Explore o material:
A – Na nota da Fhemig, em que dia a servidora Maria Aparecida Andrade apresentou os primeiros sintomas?
B – Por favor, reescreva em forma de lista o parágrafo da nota da Fhemig que começa com "Os servidores que apresentam sintomas", mantendo os fatos principais.

Texto de origem:
........

A reportagem consultou a Fhemig e levou todas as situações relatadas no Hospital Alberto Cavalcanti.

Nota da Fhemig ao jornal O Tempo

"A servidora Maria Aparecida Andrade (que também atuava na UPA Ressaca) apresentou os primeiros sintomas no dia 5 de abril e foi imediatamente afastada das atividades no Hospital Alberto Cavalcanti, orientada a permanecer em quarentena e a buscar atendimento médico.

Os servidores que apresentam sintomas são imediatamente afastados, com a possibilidade de exame no hospital de referência, no caso, o Hospital Eduardo de Menezes, seguindo as orientações do Centro de Informações Estratégicas em Vigilância em Saúde - CIEVS e do Comitê de Enfrentamento à Covid-19. No caso de grupos de risco, a orientação técnica é de que esses servidores devem se autodeclarar para serem direcionados para o teletrabalho ou remanejados dentro da própria unidade (ou outra da rede) para exercer funções que não tem contato com pacientes. 

Esclarecemos ainda que o Hospital Alberto Cavalcanti não é referenciado para atendimento aos casos de covid-19 e não possui porta aberta, somente atendimentos eletivos. Também esclarecemos que, após apuração na unidade, constatamos que a servidora não possuía histórico de cardiopatia ou hipertensão, o que foi verificado nos exames periódicos anuais realizados.

........

Linhas de origem:
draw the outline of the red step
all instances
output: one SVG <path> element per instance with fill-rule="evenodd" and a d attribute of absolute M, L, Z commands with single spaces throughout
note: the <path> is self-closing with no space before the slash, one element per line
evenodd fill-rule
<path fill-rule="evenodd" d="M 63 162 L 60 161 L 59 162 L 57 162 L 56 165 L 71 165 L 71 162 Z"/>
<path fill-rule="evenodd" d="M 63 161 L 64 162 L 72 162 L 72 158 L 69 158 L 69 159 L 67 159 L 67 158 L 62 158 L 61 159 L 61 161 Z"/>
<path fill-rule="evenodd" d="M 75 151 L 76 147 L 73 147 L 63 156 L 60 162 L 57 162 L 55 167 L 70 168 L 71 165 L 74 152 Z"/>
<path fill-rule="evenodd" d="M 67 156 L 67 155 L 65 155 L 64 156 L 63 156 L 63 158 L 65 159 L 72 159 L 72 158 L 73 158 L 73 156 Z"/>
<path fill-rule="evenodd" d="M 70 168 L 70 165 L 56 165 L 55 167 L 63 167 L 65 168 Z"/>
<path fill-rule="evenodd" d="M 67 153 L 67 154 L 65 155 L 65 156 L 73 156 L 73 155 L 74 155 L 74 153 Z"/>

........

Conjunto de respostas:
A – No dia 5 de abril.

B –
- Servidores com sintomas são afastados imediatamente e podem fazer exame no hospital de referência, o Hospital Eduardo de Menezes.
- O procedimento segue as orientações do CIEVS e do Comitê de Enfrentamento à Covid-19.
- Servidores de grupos de risco devem se autodeclarar para serem direcionados ao teletrabalho ou remanejados, na própria unidade ou em outra da rede, para funções sem contato com pacientes.